**RECORDS PROVIDED:**

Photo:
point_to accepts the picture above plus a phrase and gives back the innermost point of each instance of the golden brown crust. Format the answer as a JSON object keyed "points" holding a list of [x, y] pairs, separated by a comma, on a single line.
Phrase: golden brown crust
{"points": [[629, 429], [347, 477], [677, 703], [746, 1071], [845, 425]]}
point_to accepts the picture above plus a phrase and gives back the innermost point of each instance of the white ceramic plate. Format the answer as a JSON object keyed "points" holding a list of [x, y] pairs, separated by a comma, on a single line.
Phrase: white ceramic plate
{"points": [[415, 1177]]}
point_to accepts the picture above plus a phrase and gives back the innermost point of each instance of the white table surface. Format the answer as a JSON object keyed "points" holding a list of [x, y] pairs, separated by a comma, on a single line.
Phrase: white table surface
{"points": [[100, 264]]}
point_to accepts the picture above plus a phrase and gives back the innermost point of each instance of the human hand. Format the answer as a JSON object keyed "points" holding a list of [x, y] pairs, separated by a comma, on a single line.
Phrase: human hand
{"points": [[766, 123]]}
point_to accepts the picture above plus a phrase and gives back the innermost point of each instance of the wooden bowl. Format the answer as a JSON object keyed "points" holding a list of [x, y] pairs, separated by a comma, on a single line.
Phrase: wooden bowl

**ASSIGNMENT:**
Your reply must repeat the entries above exactly and in full.

**ANSWER FOR THIS EXERCISE:**
Photo:
point_to accepts the picture above plus a phrase and gives back the innermost point of each instance of the golden brown crust. Format the answer as a JSON object keyed "points" holding a list of [x, y] pairs, separated by a comma, on a single line.
Phrase: golden brown crust
{"points": [[629, 429], [347, 477], [677, 703], [746, 1071], [845, 425]]}
point_to accepts the picture above plus a phrase and gives back the innermost point of each instance of the white ceramic plate. Format the answer as a JSON object keyed "points" holding a list of [x, y] pairs, separated by a comma, on a single line.
Phrase: white ceramic plate
{"points": [[415, 1177]]}
point_to accepts the picture above plus a phrase and gives back the innermost point of each instance of the white table surface. Format the answer as a JSON object keyed "points" holding a list of [x, y] pairs, separated by a comma, on a single line.
Phrase: white table surface
{"points": [[100, 264]]}
point_to accepts the picture above plus a phrase and gives back the innermost point of each instance of the human hand. Format the answer as a JSON object keyed "points" holding a list of [x, y] pairs, separated by a comma, on a single line.
Phrase: human hand
{"points": [[766, 123]]}
point_to accepts the picture above plus a phrase and gives back the innermost point of each instance of the wooden bowl. Format the answer as a JSON object keyed "points" holding a list of [x, y] pairs, separated by a comma, on a single line.
Phrase: wooden bowl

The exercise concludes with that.